### [Zadanie do wykonania]
Skopiuj bez żadnych zmian wiersze z pozycji, zaczynając od samego początku, a kończąc na wierszu z „(1064, 215)”, razem z nim.

### [Materiał do zadania]
+--

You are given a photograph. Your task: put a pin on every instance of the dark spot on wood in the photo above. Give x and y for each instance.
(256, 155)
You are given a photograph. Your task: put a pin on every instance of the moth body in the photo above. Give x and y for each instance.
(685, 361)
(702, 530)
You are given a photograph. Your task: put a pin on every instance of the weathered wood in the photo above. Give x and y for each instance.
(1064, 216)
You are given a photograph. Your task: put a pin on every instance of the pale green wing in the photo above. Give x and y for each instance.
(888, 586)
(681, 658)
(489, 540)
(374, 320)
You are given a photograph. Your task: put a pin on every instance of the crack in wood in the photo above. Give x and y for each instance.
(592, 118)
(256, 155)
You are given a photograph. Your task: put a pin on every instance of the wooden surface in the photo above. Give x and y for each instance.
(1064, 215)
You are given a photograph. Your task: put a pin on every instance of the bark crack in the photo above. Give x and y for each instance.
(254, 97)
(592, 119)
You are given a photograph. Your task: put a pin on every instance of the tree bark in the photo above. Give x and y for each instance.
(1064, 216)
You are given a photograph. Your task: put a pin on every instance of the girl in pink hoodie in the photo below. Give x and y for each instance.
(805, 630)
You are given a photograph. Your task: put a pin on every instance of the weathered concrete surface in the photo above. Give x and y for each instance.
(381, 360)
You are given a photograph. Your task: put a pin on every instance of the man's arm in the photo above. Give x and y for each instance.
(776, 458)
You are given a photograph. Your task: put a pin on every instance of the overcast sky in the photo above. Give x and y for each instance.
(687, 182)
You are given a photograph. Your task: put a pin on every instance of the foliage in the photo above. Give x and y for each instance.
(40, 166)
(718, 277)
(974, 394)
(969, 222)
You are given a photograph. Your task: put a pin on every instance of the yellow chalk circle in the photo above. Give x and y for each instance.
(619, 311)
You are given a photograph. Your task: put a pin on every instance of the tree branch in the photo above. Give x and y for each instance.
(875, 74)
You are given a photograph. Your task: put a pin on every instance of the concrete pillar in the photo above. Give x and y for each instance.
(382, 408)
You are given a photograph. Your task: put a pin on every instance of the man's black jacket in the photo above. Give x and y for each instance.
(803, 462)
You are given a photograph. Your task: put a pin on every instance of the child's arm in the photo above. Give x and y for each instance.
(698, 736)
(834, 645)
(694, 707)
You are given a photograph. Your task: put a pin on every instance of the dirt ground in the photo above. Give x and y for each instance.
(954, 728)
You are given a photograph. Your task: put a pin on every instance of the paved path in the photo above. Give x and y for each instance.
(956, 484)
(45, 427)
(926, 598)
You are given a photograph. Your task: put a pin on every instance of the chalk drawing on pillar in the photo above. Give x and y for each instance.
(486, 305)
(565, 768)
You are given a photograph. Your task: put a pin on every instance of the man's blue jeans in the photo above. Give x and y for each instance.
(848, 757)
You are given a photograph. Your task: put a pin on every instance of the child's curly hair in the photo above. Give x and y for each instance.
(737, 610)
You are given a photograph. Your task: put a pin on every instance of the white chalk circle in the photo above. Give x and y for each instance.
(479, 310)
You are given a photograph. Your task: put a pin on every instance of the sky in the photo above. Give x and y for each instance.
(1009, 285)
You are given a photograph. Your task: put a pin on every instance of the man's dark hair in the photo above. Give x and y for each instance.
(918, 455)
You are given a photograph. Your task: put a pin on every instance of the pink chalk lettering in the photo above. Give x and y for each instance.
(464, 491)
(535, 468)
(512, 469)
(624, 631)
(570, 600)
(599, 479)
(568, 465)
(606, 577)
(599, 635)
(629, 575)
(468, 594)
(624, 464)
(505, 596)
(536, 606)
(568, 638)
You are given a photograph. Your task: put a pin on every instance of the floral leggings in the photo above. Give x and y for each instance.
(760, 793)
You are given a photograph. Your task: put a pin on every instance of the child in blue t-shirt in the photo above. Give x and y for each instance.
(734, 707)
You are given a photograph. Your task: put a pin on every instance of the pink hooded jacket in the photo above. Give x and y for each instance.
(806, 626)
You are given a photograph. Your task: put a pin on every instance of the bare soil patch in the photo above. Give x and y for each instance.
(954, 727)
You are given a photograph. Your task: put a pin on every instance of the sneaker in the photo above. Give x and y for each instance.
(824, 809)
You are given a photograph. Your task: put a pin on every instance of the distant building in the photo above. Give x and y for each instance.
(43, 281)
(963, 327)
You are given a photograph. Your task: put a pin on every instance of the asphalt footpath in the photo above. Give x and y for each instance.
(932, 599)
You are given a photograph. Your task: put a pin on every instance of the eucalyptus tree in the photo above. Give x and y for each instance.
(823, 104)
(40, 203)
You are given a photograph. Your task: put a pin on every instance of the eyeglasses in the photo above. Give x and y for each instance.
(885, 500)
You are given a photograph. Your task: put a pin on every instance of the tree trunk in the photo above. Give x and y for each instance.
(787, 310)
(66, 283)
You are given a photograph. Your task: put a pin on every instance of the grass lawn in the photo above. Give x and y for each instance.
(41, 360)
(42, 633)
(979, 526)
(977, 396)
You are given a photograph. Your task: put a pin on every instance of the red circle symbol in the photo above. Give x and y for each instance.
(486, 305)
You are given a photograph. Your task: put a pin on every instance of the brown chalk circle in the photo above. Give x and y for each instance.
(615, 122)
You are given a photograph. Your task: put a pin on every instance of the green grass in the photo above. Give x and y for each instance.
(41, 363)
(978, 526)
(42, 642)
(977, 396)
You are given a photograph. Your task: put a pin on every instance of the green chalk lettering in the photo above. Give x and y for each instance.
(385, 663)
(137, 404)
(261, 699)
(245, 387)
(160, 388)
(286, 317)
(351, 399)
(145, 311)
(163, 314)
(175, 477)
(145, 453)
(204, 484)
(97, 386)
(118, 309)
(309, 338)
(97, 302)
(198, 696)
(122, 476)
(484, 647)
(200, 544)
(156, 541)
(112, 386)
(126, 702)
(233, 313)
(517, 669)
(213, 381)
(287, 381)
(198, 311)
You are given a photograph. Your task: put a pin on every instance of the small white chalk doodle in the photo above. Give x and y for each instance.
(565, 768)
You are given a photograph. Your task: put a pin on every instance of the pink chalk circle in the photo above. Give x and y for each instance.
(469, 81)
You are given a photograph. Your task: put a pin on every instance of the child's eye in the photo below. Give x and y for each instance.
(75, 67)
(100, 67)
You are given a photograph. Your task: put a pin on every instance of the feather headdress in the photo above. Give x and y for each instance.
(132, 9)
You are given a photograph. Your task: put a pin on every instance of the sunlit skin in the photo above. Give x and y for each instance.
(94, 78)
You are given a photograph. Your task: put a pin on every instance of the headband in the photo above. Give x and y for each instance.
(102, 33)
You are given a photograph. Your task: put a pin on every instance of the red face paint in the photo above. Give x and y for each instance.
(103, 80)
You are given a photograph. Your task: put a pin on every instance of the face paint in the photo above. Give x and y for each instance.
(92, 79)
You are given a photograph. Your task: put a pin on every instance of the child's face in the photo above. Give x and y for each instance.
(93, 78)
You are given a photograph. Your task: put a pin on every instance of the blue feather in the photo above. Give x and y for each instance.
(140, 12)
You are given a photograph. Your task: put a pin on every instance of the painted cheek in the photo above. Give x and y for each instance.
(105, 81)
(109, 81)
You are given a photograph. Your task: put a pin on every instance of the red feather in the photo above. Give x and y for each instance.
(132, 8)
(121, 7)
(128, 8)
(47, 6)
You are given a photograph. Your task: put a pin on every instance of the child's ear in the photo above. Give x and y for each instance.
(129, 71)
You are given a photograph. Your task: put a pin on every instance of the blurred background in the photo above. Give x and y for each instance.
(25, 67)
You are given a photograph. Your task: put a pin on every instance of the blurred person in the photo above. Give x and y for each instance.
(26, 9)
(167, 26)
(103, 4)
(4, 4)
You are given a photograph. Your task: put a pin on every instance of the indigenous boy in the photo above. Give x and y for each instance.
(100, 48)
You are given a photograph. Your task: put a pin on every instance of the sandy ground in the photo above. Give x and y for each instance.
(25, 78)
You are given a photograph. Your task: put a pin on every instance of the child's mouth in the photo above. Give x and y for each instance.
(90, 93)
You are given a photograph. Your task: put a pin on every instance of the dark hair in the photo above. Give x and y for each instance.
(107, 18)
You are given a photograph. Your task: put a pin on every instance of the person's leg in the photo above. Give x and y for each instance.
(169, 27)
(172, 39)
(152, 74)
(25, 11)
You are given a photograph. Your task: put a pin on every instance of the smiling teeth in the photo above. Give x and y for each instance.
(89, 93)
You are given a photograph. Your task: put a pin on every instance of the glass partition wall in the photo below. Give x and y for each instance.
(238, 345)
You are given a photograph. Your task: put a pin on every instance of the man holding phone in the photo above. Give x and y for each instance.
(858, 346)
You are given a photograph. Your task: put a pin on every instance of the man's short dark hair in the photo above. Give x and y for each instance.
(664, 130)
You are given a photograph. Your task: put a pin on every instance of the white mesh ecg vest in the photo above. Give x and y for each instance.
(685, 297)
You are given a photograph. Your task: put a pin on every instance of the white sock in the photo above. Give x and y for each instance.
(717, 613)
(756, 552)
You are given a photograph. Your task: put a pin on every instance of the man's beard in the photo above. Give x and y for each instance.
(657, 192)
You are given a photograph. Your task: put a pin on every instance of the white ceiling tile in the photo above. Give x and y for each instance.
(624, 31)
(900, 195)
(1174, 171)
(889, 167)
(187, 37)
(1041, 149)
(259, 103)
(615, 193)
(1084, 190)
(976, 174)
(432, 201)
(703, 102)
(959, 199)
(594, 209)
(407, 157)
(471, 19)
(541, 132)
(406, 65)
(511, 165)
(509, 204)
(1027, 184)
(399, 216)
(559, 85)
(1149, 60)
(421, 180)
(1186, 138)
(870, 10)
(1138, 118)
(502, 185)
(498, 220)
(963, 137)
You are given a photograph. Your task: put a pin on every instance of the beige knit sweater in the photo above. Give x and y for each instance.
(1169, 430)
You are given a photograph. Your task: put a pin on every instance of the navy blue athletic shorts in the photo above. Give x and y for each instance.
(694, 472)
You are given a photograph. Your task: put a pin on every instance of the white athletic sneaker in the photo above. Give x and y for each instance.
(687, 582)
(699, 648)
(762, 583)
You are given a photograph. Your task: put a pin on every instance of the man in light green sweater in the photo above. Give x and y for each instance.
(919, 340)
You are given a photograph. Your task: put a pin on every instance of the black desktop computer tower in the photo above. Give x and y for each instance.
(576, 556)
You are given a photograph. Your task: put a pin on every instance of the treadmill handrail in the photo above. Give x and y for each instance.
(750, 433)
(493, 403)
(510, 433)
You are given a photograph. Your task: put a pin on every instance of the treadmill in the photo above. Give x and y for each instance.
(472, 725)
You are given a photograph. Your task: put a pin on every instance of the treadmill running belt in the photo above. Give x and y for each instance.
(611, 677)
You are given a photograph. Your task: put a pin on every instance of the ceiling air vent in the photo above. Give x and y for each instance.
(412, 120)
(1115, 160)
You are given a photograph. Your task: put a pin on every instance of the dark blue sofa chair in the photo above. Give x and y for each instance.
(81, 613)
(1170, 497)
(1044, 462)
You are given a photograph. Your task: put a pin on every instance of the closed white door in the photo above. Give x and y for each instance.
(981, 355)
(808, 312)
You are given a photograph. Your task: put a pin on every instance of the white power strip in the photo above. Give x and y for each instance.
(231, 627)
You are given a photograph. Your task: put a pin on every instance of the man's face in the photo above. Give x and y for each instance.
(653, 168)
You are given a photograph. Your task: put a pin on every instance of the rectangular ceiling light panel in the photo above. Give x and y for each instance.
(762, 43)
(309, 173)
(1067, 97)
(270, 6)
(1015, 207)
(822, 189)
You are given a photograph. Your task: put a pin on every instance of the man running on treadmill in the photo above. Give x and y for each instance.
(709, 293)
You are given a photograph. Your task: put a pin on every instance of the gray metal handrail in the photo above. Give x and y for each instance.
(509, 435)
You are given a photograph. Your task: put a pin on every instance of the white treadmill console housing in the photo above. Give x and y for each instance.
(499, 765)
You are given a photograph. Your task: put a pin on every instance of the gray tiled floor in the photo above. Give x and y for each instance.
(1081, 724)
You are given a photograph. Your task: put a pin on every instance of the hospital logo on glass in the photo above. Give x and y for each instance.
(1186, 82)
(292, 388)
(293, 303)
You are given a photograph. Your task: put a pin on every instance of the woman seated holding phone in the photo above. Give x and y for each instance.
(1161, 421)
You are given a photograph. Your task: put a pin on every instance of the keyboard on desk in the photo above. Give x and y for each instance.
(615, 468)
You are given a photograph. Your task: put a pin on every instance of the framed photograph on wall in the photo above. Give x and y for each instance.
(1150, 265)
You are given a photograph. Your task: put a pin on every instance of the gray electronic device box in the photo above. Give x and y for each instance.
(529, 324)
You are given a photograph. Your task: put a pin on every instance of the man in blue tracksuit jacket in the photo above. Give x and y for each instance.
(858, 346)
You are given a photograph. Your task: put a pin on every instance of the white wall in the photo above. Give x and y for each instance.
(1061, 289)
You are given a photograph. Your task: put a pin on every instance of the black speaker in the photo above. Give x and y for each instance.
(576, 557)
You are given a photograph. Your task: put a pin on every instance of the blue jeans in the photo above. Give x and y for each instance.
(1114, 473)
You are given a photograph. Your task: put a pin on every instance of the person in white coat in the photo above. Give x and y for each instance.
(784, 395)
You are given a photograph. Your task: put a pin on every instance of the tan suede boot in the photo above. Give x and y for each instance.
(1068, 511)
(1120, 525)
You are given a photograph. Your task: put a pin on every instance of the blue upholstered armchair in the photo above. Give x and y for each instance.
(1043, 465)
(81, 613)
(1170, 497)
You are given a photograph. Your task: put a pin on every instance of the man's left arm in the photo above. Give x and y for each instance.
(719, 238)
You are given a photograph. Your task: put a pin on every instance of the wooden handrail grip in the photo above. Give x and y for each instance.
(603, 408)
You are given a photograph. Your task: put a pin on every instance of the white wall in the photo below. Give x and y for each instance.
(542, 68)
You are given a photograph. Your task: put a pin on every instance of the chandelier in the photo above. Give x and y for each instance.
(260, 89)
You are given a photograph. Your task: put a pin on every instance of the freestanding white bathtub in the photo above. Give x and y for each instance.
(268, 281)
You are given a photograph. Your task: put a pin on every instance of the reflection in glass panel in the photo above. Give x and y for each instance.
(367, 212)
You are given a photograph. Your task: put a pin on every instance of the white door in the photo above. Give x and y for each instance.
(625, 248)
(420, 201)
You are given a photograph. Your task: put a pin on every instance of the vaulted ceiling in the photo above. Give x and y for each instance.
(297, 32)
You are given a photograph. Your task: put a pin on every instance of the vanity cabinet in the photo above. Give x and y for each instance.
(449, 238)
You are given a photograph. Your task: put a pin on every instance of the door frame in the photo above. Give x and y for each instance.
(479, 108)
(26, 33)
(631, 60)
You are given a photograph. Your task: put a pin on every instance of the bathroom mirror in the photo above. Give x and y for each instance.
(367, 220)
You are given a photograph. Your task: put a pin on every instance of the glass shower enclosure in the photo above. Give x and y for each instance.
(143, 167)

+--

### [Rozwiązanie]
You are given a photograph. Your task: put a pin on every instance of the dark spot on wood in the photo above. Give x and y for each instance.
(256, 155)
You are given a photograph. Your task: put a pin on every instance of the moth body in the photo above. Give x and y for each instance.
(685, 361)
(702, 530)
You are given a photograph. Your task: put a pin on every instance of the weathered wood in the photo above. Give x and y for each instance.
(1064, 216)
You are given a photograph. Your task: put a pin on every instance of the pale green wing in the photo above. Give x and y for each instance.
(888, 586)
(681, 658)
(489, 540)
(374, 320)
You are given a photograph. Your task: put a pin on every instance of the crack in wood in the photo above. Give x and y for each instance.
(592, 118)
(256, 155)
You are given a photograph. Your task: put a pin on every instance of the wooden surface in the photo above. Give x and y for each instance.
(1064, 215)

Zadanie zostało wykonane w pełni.